IN RE ABAIGAIL C.

Decision Date30 May 2001
Docket NumberNo. 1560,1560
PartiesIn re ABIAGAIL C.
CourtCourt of Special Appeals of Maryland

Mary J. Pizzo, Asst. Public Defender (Stephen E. Harris, Public Defender on the brief), Baltimore, for appellant.

C.J. Messerschmidt, Asst. Atty. Gen. (J. Joseph Curran, Jr., Atty. Gen. on the brief), Baltimore, for appellee.

Submitted before DAVIS, DEBORAH S. EYLER and PAUL E. ALPERT (Ret'd, Specially Assigned), JJ. DEBORAH S. EYLER, Judge.

The Circuit Court for Washington County granted a petition for guardianship with right to consent to adoption or long-term care short of adoption filed by the Washington County Department of Social Services ("the Department"), the appellee, with respect to Abiagail C.1 That ruling terminated the parental rights of Abiagail's natural parents, Chinninia C., the appellant,2 and Charles L. On appeal, the appellant raises the following questions, which we have rephrased:

I. Did the trial court err in denying her motion to dismiss the Department's petition when there was no ruling by the court within 180 days of the filing of the petition?

II. Was the evidence legally sufficient to support the termination of her parental rights?

For the following reasons, we shall affirm the judgment of the circuit court.

FACTS AND PROCEEDINGS

On July 31, 1997, following reports that she had been sexually abused by her mother's boyfriend and by Charles L., an adult, the appellant, then thirteen years old, was adjudicated a Child In Need of Assistance ("CINA") and removed from her home. At the time, she was pregnant by Charles L.

During the first four months after being found a CINA, the appellant lived in several foster homes. In each home, she exhibited oppositional behavior, resisting her foster parents' attempts to discipline her and generally having difficulty getting along with them. On October 21, 1997, the appellant moved into the foster home of Lisa and David J. She was living there when Abiagail was born, on January 17, 1998.

Before Abiagail's birth, the J.s, like the foster parents preceding them, had found the appellant to be defiant and non-cooperative. She did not follow their rules, would not keep herself clean, dress appropriately, eat or sleep properly (even though she was pregnant), and wanted to "run on the streets" with boys.

After Abiagail was born, the J.s tried to help the appellant learn how to care for the baby, with little success. The appellant became easily frustrated with having to care for an infant. She would shout at Abiagail and one time threw her onto the bed. The J.s had to constantly remind the appellant to feed and change Abiagail. When Abiagail would cry at night, the appellant often ignored her. Because of the appellant's persistent lack of cooperation, the J.s had to intervene to care for Abiagail themselves.

The Department caseworker for the appellant tried to enroll her in parenting skills training classes; that attempt failed because the hours conflicted with the appellant's school hours. In addition, the appellant was not accepted in another parenting program for teenagers because the program was geared to pregnant girls and her baby already had been born. Eventually, the caseworker succeeded in enrolling the appellant in an intensive parenting skills program that was being held from the end of March 1998 to the end of May 1998. The program had a counseling component as well, which the caseworker thought would assist the appellant in getting along with her foster parents.

Unfortunately, although the appellant participated in the two-month parenting program, she continued to neglect Abiagail's needs by failing to consistently provide for her basic care and leaving her unattended and crying for long periods of time. The appellant's caseworker was able to arrange a placement for her and for Abiagail at the Florence Crittendon Group Home, to learn parenting skills and for counseling. They were placed there on June 22, 1998. Six days later, the appellant left and took Abiagail with her. She complained that the group home was infested with ants.

• [Given data]
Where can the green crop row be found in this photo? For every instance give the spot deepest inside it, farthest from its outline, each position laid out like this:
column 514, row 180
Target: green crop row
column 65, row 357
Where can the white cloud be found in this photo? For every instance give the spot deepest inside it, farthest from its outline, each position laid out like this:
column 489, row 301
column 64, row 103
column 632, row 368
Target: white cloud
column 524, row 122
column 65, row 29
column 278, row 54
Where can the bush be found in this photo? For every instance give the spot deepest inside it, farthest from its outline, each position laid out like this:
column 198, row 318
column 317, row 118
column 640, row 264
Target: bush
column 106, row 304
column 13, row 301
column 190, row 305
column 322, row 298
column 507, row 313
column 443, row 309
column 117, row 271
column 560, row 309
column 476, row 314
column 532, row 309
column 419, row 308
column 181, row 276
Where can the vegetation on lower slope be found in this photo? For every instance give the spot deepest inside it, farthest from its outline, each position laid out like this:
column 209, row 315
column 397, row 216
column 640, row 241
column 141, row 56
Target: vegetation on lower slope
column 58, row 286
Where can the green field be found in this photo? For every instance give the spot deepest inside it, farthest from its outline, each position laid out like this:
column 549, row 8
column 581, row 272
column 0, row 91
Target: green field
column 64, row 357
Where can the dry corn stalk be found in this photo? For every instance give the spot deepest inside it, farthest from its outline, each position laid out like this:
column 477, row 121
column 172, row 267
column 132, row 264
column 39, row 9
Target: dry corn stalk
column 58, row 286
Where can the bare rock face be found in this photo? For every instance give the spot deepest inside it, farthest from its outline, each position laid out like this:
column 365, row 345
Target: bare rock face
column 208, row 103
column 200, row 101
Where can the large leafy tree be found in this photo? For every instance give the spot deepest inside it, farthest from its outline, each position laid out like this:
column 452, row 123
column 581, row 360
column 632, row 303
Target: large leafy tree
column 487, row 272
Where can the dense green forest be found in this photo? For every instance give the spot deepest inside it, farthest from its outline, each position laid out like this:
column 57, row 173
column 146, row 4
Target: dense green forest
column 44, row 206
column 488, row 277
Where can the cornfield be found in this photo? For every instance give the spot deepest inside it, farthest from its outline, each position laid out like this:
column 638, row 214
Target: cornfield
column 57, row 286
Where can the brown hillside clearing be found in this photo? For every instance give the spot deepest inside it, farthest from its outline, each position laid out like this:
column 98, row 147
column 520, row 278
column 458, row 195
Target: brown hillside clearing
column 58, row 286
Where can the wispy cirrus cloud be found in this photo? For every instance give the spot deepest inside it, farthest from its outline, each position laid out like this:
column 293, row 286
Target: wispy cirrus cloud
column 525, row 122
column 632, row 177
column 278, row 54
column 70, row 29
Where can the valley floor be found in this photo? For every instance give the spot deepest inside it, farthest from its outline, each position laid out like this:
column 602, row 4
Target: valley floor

• [Required actions]
1. Summarize the opinion in two sentences.
2. Return the passage of the opinion from "IN RE ABAIGAIL" up to and including "Baltimore, for appellee.", copied word for word.
None of the tasks uses the lines.

• [Task-by-task answers]
1. The Circuit Court for Washington County granted the Department's guardianship petition for Abiagail C., which terminated the parental rights of the appellant, Chinninia C., and of Charles L., and the appellate court will affirm that judgment. The appellant was found a CINA at thirteen while pregnant by Charles L., and she kept neglecting Abiagail despite her foster parents' efforts, a parenting program and a group home placement that she left after six days.

2.
IN RE ABAIGAIL C.

Decision Date30 May 2001
Docket NumberNo. 1560,1560
PartiesIn re ABIAGAIL C.
CourtCourt of Special Appeals of Maryland

Mary J. Pizzo, Asst. Public Defender (Stephen E. Harris, Public Defender on the brief), Baltimore, for appellant.

C.J. Messerschmidt, Asst. Atty. Gen. (J. Joseph Curran, Jr., Atty. Gen. on the brief), Baltimore, for appellee.